Set task: Reproduce the listing below verbatim, line for line, and omit the pictures from your output.

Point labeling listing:
● ● ● ● ●

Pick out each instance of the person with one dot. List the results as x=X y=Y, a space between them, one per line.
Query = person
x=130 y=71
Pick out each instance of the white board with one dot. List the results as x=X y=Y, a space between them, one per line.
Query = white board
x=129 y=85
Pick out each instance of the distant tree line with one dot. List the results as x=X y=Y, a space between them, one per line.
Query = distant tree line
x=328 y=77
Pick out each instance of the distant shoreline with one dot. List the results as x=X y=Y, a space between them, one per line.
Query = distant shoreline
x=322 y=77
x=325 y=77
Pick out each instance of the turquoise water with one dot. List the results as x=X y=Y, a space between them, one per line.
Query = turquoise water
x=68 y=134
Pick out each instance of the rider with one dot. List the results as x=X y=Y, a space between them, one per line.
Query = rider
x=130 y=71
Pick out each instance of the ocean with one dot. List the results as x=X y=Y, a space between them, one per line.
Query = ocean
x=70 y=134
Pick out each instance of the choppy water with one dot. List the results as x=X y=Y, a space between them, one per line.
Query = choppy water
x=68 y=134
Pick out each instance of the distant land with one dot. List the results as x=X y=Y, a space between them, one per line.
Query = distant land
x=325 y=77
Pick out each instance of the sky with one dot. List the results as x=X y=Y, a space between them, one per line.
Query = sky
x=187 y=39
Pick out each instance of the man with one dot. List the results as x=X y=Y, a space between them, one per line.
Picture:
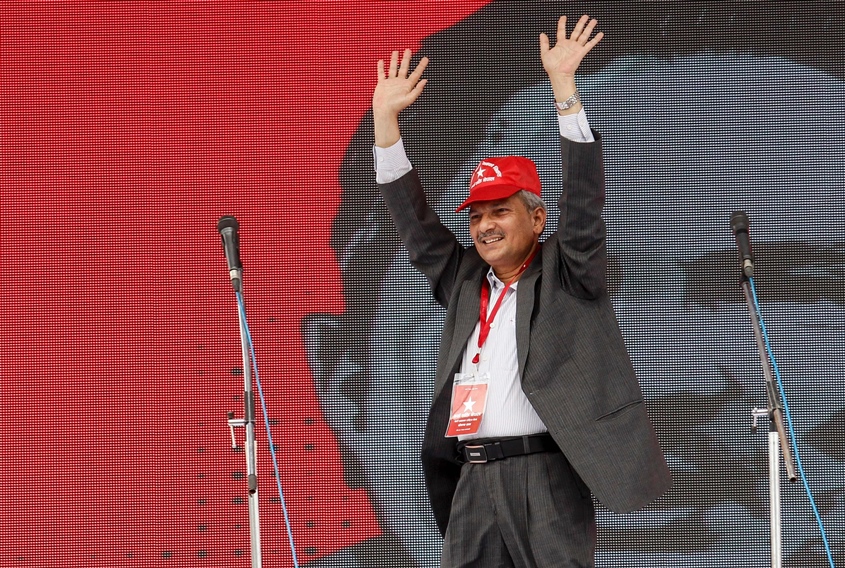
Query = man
x=663 y=273
x=564 y=407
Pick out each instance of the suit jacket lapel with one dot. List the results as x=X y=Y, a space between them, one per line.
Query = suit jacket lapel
x=524 y=310
x=469 y=304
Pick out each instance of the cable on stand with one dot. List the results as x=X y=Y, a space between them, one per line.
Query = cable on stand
x=228 y=229
x=777 y=407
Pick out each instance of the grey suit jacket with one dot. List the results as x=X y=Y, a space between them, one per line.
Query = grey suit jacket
x=573 y=363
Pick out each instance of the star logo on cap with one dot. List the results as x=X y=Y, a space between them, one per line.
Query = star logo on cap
x=481 y=173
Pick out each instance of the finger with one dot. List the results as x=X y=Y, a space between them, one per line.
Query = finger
x=588 y=31
x=405 y=64
x=415 y=76
x=561 y=28
x=417 y=90
x=394 y=61
x=544 y=43
x=579 y=27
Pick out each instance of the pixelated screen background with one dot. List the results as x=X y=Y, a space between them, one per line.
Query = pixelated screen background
x=129 y=129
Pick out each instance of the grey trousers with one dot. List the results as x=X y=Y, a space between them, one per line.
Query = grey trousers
x=528 y=511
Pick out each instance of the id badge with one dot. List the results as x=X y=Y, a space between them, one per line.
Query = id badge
x=469 y=397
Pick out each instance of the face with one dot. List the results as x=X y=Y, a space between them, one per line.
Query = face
x=504 y=232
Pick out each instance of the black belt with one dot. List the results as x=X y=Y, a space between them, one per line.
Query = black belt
x=484 y=450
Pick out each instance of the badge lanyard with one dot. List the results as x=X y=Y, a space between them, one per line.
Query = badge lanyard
x=487 y=321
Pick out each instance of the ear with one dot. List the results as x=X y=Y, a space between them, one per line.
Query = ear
x=538 y=217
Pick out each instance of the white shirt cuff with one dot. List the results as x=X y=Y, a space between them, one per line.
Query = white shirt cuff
x=575 y=127
x=391 y=163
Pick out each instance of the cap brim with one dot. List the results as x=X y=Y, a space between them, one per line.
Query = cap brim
x=489 y=194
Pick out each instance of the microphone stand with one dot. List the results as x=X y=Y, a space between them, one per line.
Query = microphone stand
x=248 y=423
x=777 y=434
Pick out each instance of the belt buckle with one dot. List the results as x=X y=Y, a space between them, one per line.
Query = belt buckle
x=475 y=454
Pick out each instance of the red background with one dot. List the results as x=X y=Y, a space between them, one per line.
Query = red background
x=128 y=129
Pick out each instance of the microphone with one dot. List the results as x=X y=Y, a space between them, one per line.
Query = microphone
x=739 y=226
x=228 y=228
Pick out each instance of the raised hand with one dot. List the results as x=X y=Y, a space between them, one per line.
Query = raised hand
x=394 y=92
x=562 y=61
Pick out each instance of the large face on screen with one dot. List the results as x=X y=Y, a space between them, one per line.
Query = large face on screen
x=675 y=174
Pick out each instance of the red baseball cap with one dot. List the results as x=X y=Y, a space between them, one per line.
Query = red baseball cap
x=499 y=178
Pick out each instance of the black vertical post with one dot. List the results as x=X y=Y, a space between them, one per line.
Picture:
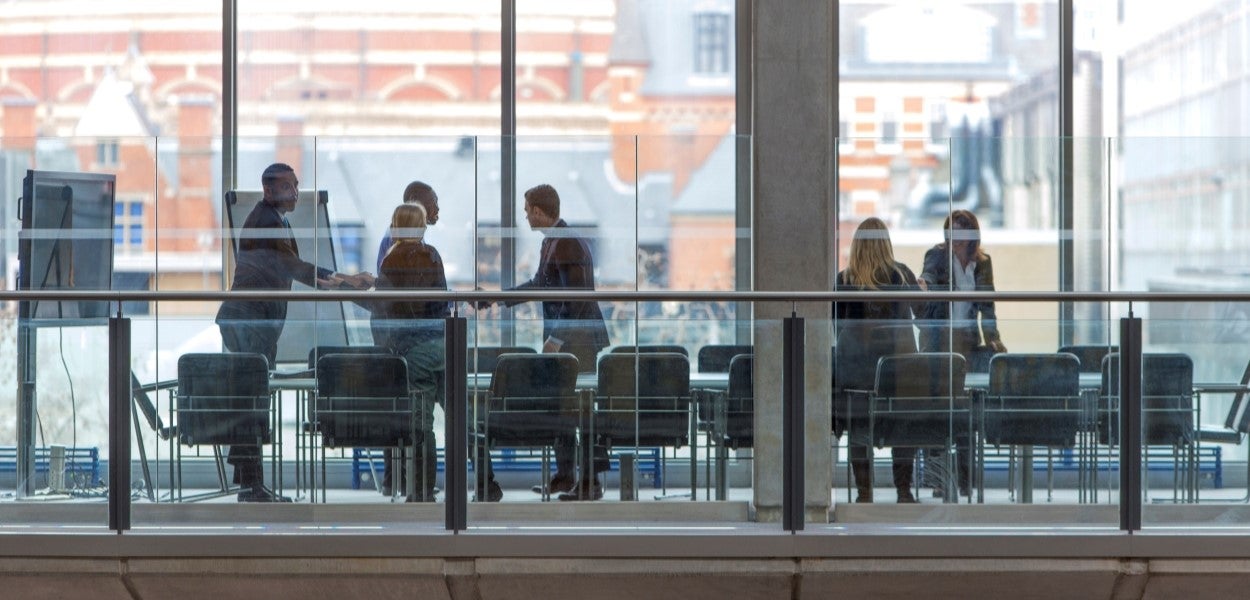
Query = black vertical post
x=1130 y=424
x=119 y=424
x=793 y=438
x=456 y=421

● ● ● ● ●

Answer:
Pick out each instance of the person with one dot. List the results as x=X y=Y, a space between them, one per line.
Query = person
x=130 y=71
Pick out each instance of the white board with one dot. List the results as x=X y=Y, a space between them, one per line.
Query = white board
x=129 y=85
Pick out each instance of the distant tree line with one dot. List the results as x=X y=Y, a space between them, one per line.
Query = distant tree line
x=328 y=77
Pick out each instance of the distant shoreline with one dot. List the results as x=X y=Y, a space between them, one per line.
Query = distant shoreline
x=322 y=77
x=325 y=77
Pick out each instance of the turquoise water with one dot. List the results as x=X y=Y, a space between them, one per line.
Query = turquoise water
x=68 y=134
Pick out each instance of the rider with one dot. List the results as x=X y=Y, a space between them, one per line.
Query = rider
x=130 y=71
Pick out each instance of the ocean with one dot. List the results as x=X y=Y, a space between them, one per line.
Query = ocean
x=70 y=134
Pick out each instance of the choppy water with one dot. List the results as x=X y=Y, a space between them, one per line.
Query = choppy water
x=68 y=134
Pick out each instance of the distant land with one dot. List the results as x=X y=Y, a space between them, one per line.
Query = distant land
x=325 y=77
Pick out each instance of the sky with one dot. List the results as x=X y=Y, a space between them, one per line.
Query = sky
x=187 y=39
Pick out each instance of the man with one dot. List the results as x=X y=Y, a space between them, one per line.
Picture:
Query = man
x=663 y=273
x=564 y=407
Pick out each instance of the suit jacket lapel with one dot. List the results as x=X y=Y, a space between them, one per line.
Query = suit jacket lapel
x=524 y=310
x=469 y=304
Pick out each instance of the cable on stand with one dot. List the results as x=X y=Y, a space between them, one per line.
Query = cable on stand
x=228 y=229
x=777 y=407
Pick out each instance of the grey suit jacket with one dot. List the results as x=X y=Y, a space between them, one per line.
Query = grey suit jacket
x=573 y=363
Pick out each instance of the star logo on cap with one dot. List the results as x=X y=Y, a space between them, one per line.
Query = star logo on cap
x=481 y=173
Pick out each instance of the finger with one dot. List the results as x=X y=Y, a space between them, one per line.
Query = finger
x=588 y=31
x=405 y=64
x=415 y=76
x=561 y=28
x=417 y=90
x=394 y=61
x=544 y=43
x=579 y=27
Pick out each instance of the pixelated screen background with one dot. List the results as x=X y=Y, a space between them, one per line.
Query = pixelated screen background
x=129 y=129
Pick out each instance of the grey trousers with one dot. List the results as x=X y=Y, a space between them, one per line.
Query = grey trousers
x=528 y=511
Pick out each instance of the id badge with one dot. List the results as x=X y=Y, a space between them, one per line.
Query = id badge
x=469 y=397
Pick out each instance of the face with one dot. List the results as x=X y=Y, a space between them, one per line.
Query = face
x=504 y=232
Pick out each instance of the black belt with one dot. List the results as x=X y=Y, a space between them, one per line.
Query = black belt
x=484 y=450
Pick out each instance of the badge lanyard with one dot. List the results as x=X y=Y, a space between them, one per line.
Query = badge lanyard
x=487 y=321
Pick out each instance of the ear with one dot. List the results as x=X y=Y, a space between them, one per line.
Query = ear
x=538 y=217
Pick out each instance of the white shirt cuff with one dot. List the results as x=X y=Y, a space between them, one per line.
Query = white shirt cuff
x=575 y=127
x=391 y=163
Pick out each instance of the cap brim with one dot. List the results as x=X y=Y, a space between them, one per line.
Query = cap brim
x=489 y=194
Pick out each instance of the microphone stand with one dot. List the results as x=X y=Y, a space between them, one per line.
Query = microphone stand
x=248 y=423
x=777 y=434
Pick out each instance of the belt buckle with one dot. List the results as x=X y=Y, a space between them, one per line.
Query = belt buckle
x=475 y=454
Pick out each instance of the red background with one dot. List the results as x=X y=Y, a space between them, one per line.
Query = red background
x=128 y=129
Pick out each instance of the microphone with one dot. List the results as x=X y=Y, a space between them, one per line.
Query = microphone
x=739 y=226
x=228 y=228
Pick out each instance of the raised hand with one dot. List the results as x=X y=Y, a space between them, one per line.
Query = raised hand
x=394 y=92
x=562 y=61
Pick out each instance of the large face on screen with one dot. List the results as x=X y=Y, a space between them, one per line.
Query = large face on screen
x=675 y=174
Pick out each instance of the red baseball cap with one dot. List the results as x=X y=Y, a space between them, one per line.
Query = red baseball cap
x=499 y=178
Pick out each instance of the black vertical post with one dot. List the results as x=X y=Y, a space between them, one per line.
Picture:
Query = black vertical post
x=1130 y=424
x=119 y=424
x=793 y=438
x=456 y=421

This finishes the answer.